*Task item*.
Extract all records. Keep each one exact.

··· Material for the task ···

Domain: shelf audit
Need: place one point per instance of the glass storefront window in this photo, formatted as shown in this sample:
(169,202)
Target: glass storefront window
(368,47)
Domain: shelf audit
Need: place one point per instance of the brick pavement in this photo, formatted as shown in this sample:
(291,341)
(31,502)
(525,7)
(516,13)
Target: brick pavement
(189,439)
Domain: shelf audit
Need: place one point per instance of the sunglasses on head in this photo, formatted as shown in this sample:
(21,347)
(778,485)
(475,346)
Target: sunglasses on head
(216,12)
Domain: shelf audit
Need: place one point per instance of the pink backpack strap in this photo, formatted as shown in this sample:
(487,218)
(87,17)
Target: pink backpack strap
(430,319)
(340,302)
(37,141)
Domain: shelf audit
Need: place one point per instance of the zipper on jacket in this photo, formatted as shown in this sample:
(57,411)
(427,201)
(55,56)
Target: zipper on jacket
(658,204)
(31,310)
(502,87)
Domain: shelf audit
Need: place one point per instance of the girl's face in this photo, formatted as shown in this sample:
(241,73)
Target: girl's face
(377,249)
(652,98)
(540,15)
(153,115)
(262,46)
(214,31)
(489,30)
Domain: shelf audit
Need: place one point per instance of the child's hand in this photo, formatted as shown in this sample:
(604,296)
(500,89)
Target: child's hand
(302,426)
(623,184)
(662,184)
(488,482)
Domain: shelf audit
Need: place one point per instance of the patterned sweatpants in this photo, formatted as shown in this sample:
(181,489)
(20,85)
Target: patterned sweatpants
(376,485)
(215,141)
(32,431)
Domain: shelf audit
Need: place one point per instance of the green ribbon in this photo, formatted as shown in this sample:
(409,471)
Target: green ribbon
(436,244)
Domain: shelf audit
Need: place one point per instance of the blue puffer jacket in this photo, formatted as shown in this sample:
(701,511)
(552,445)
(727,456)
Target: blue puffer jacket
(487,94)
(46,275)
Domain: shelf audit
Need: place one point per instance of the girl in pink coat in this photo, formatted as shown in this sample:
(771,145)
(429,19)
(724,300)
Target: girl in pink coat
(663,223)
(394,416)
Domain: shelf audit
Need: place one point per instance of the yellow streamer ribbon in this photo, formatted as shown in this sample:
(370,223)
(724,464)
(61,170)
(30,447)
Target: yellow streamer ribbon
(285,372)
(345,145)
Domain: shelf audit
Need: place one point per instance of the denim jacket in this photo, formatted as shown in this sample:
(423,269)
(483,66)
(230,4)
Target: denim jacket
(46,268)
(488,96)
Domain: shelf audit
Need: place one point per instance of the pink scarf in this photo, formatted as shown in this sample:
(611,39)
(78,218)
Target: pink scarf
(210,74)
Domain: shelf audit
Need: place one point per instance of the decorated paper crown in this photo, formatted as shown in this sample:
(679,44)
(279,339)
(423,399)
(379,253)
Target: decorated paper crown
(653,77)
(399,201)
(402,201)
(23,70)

···

*Answer for this exercise*.
Domain: shelf audit
Need: place one point per instance of the glass storefront window in this photo, formatted as shown in this sample:
(169,202)
Target: glass storefront window
(368,47)
Domain: shelf audit
Need: place one point per instance of the brick pavement in this photo, formatted as shown in this sample:
(291,341)
(31,502)
(525,7)
(516,13)
Target: brick pavement
(189,439)
Domain: shelf audit
Need: place one point per instance of the sunglasses on head in this photo, formatted as shown in this sample:
(21,347)
(778,485)
(475,346)
Target: sunglasses on head
(216,12)
Domain: shelf audit
Need: place one point per instance of the pink backpack strap in this photo, formatted as shown in this sample:
(487,218)
(87,17)
Target: pink backpack strap
(430,319)
(340,302)
(37,141)
Domain: shelf audit
Need: place one point per instance of the zipper on jacket in this photo, formatted as shown in this sample:
(57,411)
(427,201)
(55,56)
Target: zipper on jacket
(658,204)
(31,310)
(502,87)
Domain: shelf audit
Need: place one point per instance of the girl's face in this photo, formatted as shown in this sample:
(241,73)
Target: girl's face
(377,249)
(652,98)
(540,15)
(153,115)
(262,46)
(214,31)
(489,30)
Domain: shelf audit
Need: place one point per instance of the child's hand in this photo, formatted as shown in this sample:
(604,296)
(500,89)
Target: child's hand
(302,426)
(623,184)
(662,184)
(488,482)
Domain: shelf audit
Need: place one point per instance of the patterned sweatpants in this photo, formatted as shown in this sample:
(181,489)
(20,85)
Target: patterned sweatpants
(376,485)
(215,141)
(32,431)
Domain: shelf audit
Need: place one point per instance of the green ribbon in this photo, formatted as shown in this sample:
(409,471)
Target: green ribbon
(436,244)
Domain: shelf audit
Need: place one point per instance of the blue puffer jacket in this photo, formatted as shown in this sample:
(701,511)
(552,445)
(727,456)
Target: blue puffer jacket
(487,94)
(46,275)
Domain: shelf audit
Need: place one point per instance of the girl in pink coat in this photo, formatted as shown in this sample:
(771,145)
(429,19)
(724,300)
Target: girl in pink coat
(663,223)
(394,416)
Domain: shelf audit
Need: place one point per instance of the yellow streamer ribbon in this photo, formatted as shown in this sample:
(370,223)
(724,464)
(61,170)
(30,447)
Target: yellow streamer ribbon
(285,372)
(345,145)
Domain: shelf audit
Need: place one point per instance of the denim jacket in this photo, formatted as shown in this sample:
(423,269)
(483,66)
(230,4)
Target: denim jacket
(46,268)
(488,96)
Domain: shelf audit
Need: place one point per instance of the pink scarf in this photo, formatted as shown in this sample:
(611,39)
(78,218)
Target: pink scarf
(210,74)
Domain: shelf audit
Need: place one point per instance of the decorated paper crown in this photo, formatted as shown in this sample:
(679,44)
(279,339)
(423,399)
(379,253)
Target: decorated paper crown
(653,77)
(399,201)
(402,201)
(23,70)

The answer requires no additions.